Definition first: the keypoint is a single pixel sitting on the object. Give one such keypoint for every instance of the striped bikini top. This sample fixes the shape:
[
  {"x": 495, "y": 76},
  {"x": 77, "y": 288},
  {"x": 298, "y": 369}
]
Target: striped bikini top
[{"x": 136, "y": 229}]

• • • • •

The records above must be transcribed in full, word for word.

> _Exercise response_:
Definition first: the keypoint is a single pixel sitting on the object. Give one such keypoint for every instance of the striped bikini top. This sample fixes the shape:
[
  {"x": 495, "y": 76},
  {"x": 77, "y": 288},
  {"x": 298, "y": 369}
]
Target: striped bikini top
[{"x": 136, "y": 229}]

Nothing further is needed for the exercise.